* [Material provided]
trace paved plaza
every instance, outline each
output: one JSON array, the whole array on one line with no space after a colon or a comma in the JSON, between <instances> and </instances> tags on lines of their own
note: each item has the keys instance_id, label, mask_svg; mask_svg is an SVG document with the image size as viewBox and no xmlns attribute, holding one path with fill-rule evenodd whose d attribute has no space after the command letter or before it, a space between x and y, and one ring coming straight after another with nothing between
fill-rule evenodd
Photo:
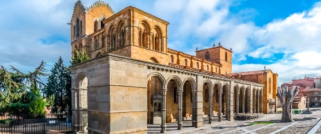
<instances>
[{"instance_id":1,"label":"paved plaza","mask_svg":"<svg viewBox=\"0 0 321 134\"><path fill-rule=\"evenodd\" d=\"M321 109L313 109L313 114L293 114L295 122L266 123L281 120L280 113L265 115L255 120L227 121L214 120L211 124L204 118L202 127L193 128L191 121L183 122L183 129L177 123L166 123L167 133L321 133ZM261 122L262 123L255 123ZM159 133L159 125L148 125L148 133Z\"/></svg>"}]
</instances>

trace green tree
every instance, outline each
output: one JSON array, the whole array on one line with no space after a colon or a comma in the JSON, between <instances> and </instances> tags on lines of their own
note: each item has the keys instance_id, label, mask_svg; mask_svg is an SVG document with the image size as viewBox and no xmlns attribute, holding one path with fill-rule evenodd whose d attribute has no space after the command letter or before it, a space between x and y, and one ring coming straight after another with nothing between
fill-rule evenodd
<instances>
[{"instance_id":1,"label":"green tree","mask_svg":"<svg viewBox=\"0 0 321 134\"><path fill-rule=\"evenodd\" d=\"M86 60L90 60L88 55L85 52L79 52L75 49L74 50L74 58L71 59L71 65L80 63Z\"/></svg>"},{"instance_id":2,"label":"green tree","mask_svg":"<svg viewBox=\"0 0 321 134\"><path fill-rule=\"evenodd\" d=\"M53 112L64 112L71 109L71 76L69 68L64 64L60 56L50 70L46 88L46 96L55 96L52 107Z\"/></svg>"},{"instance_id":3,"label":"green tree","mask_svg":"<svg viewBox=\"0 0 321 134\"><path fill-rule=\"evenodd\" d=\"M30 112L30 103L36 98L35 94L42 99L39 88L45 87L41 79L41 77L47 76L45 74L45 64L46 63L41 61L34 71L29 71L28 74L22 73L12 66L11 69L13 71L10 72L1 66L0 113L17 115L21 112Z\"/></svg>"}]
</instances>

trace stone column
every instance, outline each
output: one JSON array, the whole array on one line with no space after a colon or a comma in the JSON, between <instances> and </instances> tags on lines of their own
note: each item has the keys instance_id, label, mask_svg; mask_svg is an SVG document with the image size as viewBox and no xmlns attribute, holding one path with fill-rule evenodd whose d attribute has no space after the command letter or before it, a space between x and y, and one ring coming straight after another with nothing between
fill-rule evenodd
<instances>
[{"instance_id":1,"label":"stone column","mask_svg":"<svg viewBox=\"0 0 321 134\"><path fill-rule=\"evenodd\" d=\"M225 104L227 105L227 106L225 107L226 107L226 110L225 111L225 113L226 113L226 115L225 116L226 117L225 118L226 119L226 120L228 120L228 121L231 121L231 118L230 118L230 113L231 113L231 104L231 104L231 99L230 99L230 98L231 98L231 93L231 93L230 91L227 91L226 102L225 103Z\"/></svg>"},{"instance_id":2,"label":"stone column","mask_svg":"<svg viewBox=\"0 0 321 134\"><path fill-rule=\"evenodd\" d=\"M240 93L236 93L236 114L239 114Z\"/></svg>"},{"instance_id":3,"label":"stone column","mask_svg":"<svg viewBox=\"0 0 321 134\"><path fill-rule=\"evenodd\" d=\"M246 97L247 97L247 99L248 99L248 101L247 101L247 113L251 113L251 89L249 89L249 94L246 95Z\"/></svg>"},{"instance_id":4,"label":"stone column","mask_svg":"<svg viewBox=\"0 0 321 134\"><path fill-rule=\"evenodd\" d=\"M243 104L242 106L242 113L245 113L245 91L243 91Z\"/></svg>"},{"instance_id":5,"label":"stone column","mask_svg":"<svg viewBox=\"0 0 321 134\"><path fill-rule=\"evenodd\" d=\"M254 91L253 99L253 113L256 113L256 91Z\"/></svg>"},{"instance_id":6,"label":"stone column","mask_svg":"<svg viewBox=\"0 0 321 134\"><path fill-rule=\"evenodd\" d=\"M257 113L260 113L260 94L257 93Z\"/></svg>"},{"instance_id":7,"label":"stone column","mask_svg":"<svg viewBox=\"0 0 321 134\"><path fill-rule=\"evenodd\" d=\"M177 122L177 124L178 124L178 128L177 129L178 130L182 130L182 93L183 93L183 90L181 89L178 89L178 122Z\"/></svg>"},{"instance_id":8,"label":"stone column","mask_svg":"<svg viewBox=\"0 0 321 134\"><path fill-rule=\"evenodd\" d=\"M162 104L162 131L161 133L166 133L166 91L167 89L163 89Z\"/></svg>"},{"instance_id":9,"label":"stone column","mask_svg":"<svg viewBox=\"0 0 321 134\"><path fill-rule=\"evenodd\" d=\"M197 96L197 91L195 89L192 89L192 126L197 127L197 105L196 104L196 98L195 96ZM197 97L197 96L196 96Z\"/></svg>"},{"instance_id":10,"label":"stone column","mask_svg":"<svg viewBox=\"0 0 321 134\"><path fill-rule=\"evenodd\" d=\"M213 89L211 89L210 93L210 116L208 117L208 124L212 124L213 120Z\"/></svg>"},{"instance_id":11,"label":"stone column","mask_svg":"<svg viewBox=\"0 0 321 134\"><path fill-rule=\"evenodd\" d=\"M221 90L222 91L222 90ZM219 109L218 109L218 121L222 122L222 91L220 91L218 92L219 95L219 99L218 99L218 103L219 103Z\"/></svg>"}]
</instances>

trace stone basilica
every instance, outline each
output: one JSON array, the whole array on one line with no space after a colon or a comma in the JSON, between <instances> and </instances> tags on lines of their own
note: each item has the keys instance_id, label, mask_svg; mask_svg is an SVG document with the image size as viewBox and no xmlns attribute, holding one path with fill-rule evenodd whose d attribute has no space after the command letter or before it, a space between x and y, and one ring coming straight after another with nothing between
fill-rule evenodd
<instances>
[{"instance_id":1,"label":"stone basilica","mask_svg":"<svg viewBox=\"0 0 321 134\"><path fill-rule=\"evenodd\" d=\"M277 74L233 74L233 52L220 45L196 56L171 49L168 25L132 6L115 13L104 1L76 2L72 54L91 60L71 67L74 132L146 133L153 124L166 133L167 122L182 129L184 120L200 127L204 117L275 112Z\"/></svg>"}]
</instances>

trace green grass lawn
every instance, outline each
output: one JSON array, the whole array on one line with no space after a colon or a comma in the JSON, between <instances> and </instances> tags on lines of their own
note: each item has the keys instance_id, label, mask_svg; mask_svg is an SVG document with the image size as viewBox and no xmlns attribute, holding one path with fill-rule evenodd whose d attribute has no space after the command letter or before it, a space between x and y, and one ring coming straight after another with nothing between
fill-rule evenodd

* [The problem] Turn all the lines of the entries above into a numbered list, skipping blank lines and leaving the picture out.

* [In response]
1. trace paved plaza
2. every instance, outline each
3. output: one JSON array, the whole array on one line with no space after a colon or a comma in the JSON, between <instances> and </instances> tags on lines of their own
4. note: each item has the keys instance_id, label, mask_svg; mask_svg is an SVG document with the image size as viewBox and no xmlns attribute, holding one path with fill-rule evenodd whose d attribute has no space after the command letter or before it, a space between x and y, and one ring coming straight after another with nothing between
5. fill-rule evenodd
6. Photo:
7. <instances>
8. [{"instance_id":1,"label":"paved plaza","mask_svg":"<svg viewBox=\"0 0 321 134\"><path fill-rule=\"evenodd\" d=\"M321 109L313 109L313 114L293 114L295 122L266 123L281 120L280 113L265 115L255 120L227 121L214 120L211 124L204 118L202 127L193 128L191 121L183 122L183 129L177 123L166 123L167 133L321 133ZM261 122L262 123L255 123ZM159 133L159 125L148 125L148 133Z\"/></svg>"}]
9. </instances>
10. trace green tree
11. every instance, outline each
12. output: one JSON array, the whole array on one line with no space after a colon or a comma in the JSON, between <instances> and </instances> tags on lines of their own
13. note: each item has the keys instance_id, label, mask_svg; mask_svg is an SVG document with the image size as viewBox and no xmlns attribute, holding one path with fill-rule evenodd whose d attribute has no space after the command letter or before it, a space between x and y, and one ring coming straight after another with nothing between
14. fill-rule evenodd
15. <instances>
16. [{"instance_id":1,"label":"green tree","mask_svg":"<svg viewBox=\"0 0 321 134\"><path fill-rule=\"evenodd\" d=\"M86 60L90 60L88 55L85 52L79 52L75 49L74 50L74 58L71 59L71 65L80 63Z\"/></svg>"},{"instance_id":2,"label":"green tree","mask_svg":"<svg viewBox=\"0 0 321 134\"><path fill-rule=\"evenodd\" d=\"M53 112L64 112L71 109L71 76L69 68L64 64L60 56L50 70L46 88L46 96L55 96L52 107Z\"/></svg>"},{"instance_id":3,"label":"green tree","mask_svg":"<svg viewBox=\"0 0 321 134\"><path fill-rule=\"evenodd\" d=\"M30 112L30 103L36 98L35 94L42 99L39 88L45 87L41 79L41 77L47 76L45 74L45 64L46 63L41 61L34 71L29 71L28 74L22 73L12 66L11 69L13 71L10 72L1 66L0 113L17 115L21 112Z\"/></svg>"}]
17. </instances>
18. trace stone column
19. every instance, outline each
20. output: one JSON array, the whole array on one line with no space after a colon or a comma in the JSON, between <instances> and </instances> tags on lines of their own
21. note: each item has the keys instance_id, label, mask_svg; mask_svg is an SVG document with the image size as viewBox and no xmlns attribute, holding one path with fill-rule evenodd whose d attribute has no space after the command letter or before it, a space between x and y, and one ring coming straight after another with nothing between
22. fill-rule evenodd
23. <instances>
24. [{"instance_id":1,"label":"stone column","mask_svg":"<svg viewBox=\"0 0 321 134\"><path fill-rule=\"evenodd\" d=\"M225 104L227 105L227 106L225 107L226 107L226 110L225 111L225 113L226 113L226 115L225 116L226 117L225 118L226 119L226 120L228 120L228 121L231 121L231 118L230 118L230 113L231 113L231 104L231 104L231 99L230 99L230 98L231 98L231 93L231 93L230 91L227 91L226 102L225 103Z\"/></svg>"},{"instance_id":2,"label":"stone column","mask_svg":"<svg viewBox=\"0 0 321 134\"><path fill-rule=\"evenodd\" d=\"M240 93L236 93L236 114L239 114Z\"/></svg>"},{"instance_id":3,"label":"stone column","mask_svg":"<svg viewBox=\"0 0 321 134\"><path fill-rule=\"evenodd\" d=\"M246 97L247 97L247 99L248 99L248 101L247 101L247 113L251 113L251 89L249 89L249 94L246 95Z\"/></svg>"},{"instance_id":4,"label":"stone column","mask_svg":"<svg viewBox=\"0 0 321 134\"><path fill-rule=\"evenodd\" d=\"M243 104L242 106L242 113L245 113L245 91L243 91Z\"/></svg>"},{"instance_id":5,"label":"stone column","mask_svg":"<svg viewBox=\"0 0 321 134\"><path fill-rule=\"evenodd\" d=\"M254 91L253 99L253 113L256 113L256 91Z\"/></svg>"},{"instance_id":6,"label":"stone column","mask_svg":"<svg viewBox=\"0 0 321 134\"><path fill-rule=\"evenodd\" d=\"M257 113L260 113L260 94L257 93Z\"/></svg>"},{"instance_id":7,"label":"stone column","mask_svg":"<svg viewBox=\"0 0 321 134\"><path fill-rule=\"evenodd\" d=\"M177 122L177 124L178 124L178 128L177 129L178 130L182 130L182 93L183 93L183 90L181 89L178 89L178 122Z\"/></svg>"},{"instance_id":8,"label":"stone column","mask_svg":"<svg viewBox=\"0 0 321 134\"><path fill-rule=\"evenodd\" d=\"M162 104L162 131L161 133L166 133L166 91L167 89L163 89Z\"/></svg>"},{"instance_id":9,"label":"stone column","mask_svg":"<svg viewBox=\"0 0 321 134\"><path fill-rule=\"evenodd\" d=\"M197 96L197 91L195 89L192 89L192 126L197 127L197 105L196 104L196 98L195 96ZM197 97L197 96L196 96Z\"/></svg>"},{"instance_id":10,"label":"stone column","mask_svg":"<svg viewBox=\"0 0 321 134\"><path fill-rule=\"evenodd\" d=\"M213 89L211 89L210 93L210 116L208 117L208 124L212 124L213 120Z\"/></svg>"},{"instance_id":11,"label":"stone column","mask_svg":"<svg viewBox=\"0 0 321 134\"><path fill-rule=\"evenodd\" d=\"M221 90L222 91L222 90ZM219 109L218 109L218 121L222 122L222 91L220 91L218 92L219 95L219 99L218 99L218 103L219 103Z\"/></svg>"}]
25. </instances>
26. trace stone basilica
27. every instance, outline each
28. output: one JSON array, the whole array on one line with no space after a colon or a comma in the JSON, between <instances> and </instances> tags on lines of their own
29. note: each item has the keys instance_id, label, mask_svg; mask_svg is an SVG document with the image size as viewBox and no xmlns attribute, holding one path with fill-rule evenodd whose d attribute has no space after the command letter or before it, a space between x and y, and one ring coming straight after another with nothing between
30. fill-rule evenodd
31. <instances>
32. [{"instance_id":1,"label":"stone basilica","mask_svg":"<svg viewBox=\"0 0 321 134\"><path fill-rule=\"evenodd\" d=\"M277 74L233 74L233 52L220 45L196 56L171 49L168 25L132 6L115 13L104 1L76 2L72 54L91 60L71 67L74 132L146 133L153 124L166 133L167 122L182 129L184 120L200 127L204 117L275 112Z\"/></svg>"}]
33. </instances>
34. trace green grass lawn
35. every instance, outline each
36. output: one JSON array, the whole array on one line with no space after a colon or a comma in the JSON, between <instances> and </instances> tags on lines of their own
37. note: each item has the keys instance_id, label, mask_svg; mask_svg is an SVG document with the image size as viewBox and no xmlns attribute, holding one path with fill-rule evenodd whose d attribute has no space after the command letter or before it, a space between x and y, and one ring coming straight after another with nothing between
38. fill-rule evenodd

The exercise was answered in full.